- Your task:
From top to bottom, restate the entries below word for word.

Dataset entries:
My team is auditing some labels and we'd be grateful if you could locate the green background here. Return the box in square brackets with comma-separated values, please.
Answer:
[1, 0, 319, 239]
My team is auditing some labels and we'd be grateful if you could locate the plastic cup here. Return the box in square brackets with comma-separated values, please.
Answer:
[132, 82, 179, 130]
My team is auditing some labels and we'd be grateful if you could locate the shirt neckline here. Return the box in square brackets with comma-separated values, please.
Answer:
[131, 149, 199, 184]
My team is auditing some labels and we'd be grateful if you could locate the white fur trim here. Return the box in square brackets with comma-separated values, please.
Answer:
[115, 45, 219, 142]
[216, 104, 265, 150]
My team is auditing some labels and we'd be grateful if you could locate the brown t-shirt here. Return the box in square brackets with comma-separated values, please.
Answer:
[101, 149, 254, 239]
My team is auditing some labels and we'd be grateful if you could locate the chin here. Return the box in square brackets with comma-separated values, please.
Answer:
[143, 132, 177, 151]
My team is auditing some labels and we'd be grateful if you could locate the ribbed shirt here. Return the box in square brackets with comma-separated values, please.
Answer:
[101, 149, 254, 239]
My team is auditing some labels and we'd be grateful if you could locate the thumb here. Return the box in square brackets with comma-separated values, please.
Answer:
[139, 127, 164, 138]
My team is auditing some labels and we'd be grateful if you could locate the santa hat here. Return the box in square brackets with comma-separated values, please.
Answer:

- Response:
My team is auditing some labels and we'd be grateful if you could locate the green background here. Return the box in square brackets with comma-separated values, please.
Answer:
[1, 0, 319, 239]
My team is auditing some labels and we'd be grateful if you could locate the plastic cup here. Return the box in square brackets with comma-separated values, please.
Answer:
[132, 82, 179, 130]
My team is auditing some labels and we'd be grateful if you could locate the shirt neckline here. Return the box in square brackets with comma-separated values, please.
Answer:
[131, 149, 199, 184]
My team is auditing some labels and we'd be grateful if you could locate the white fur trim here. Return the box in square brackets with comma-separated values, please.
Answer:
[115, 45, 219, 142]
[216, 104, 265, 150]
My team is auditing some labels and we'd be grateful if you could locate the brown t-shirt here. Return the box in square brackets with comma-separated values, please.
Answer:
[101, 149, 254, 239]
My team is auditing some labels and we'd be grateful if you could locate the chin here. Return the box in square brackets with comma-separated values, please.
Answer:
[143, 132, 177, 151]
My team is auditing some labels and we'd be grateful if you could locate the ribbed shirt here. Return the box in square brackets with comma-separated values, please.
Answer:
[101, 149, 254, 239]
My team is auditing some labels and we'd be grateful if you could locate the thumb here. Return the box in square brackets with comma-separated values, please.
Answer:
[139, 127, 164, 138]
My team is auditing some labels and we'd be grateful if you could locate the santa hat here. Return the box in square brackets with comma-separated values, please.
Answer:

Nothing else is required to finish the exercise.